### Exercise objective:
An exact transcription of all the data is the expected reply.

[Data for this exercise Boundary: Start]

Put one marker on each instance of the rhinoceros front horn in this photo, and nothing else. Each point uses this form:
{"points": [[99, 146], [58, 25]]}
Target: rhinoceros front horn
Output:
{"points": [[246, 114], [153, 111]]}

[Data for this exercise Boundary: End]

### Response to this exercise:
Put one marker on each instance of the rhinoceros front horn in this photo, and nothing else. Each point uses this form:
{"points": [[99, 146], [58, 25]]}
Target: rhinoceros front horn
Output:
{"points": [[246, 114], [153, 111]]}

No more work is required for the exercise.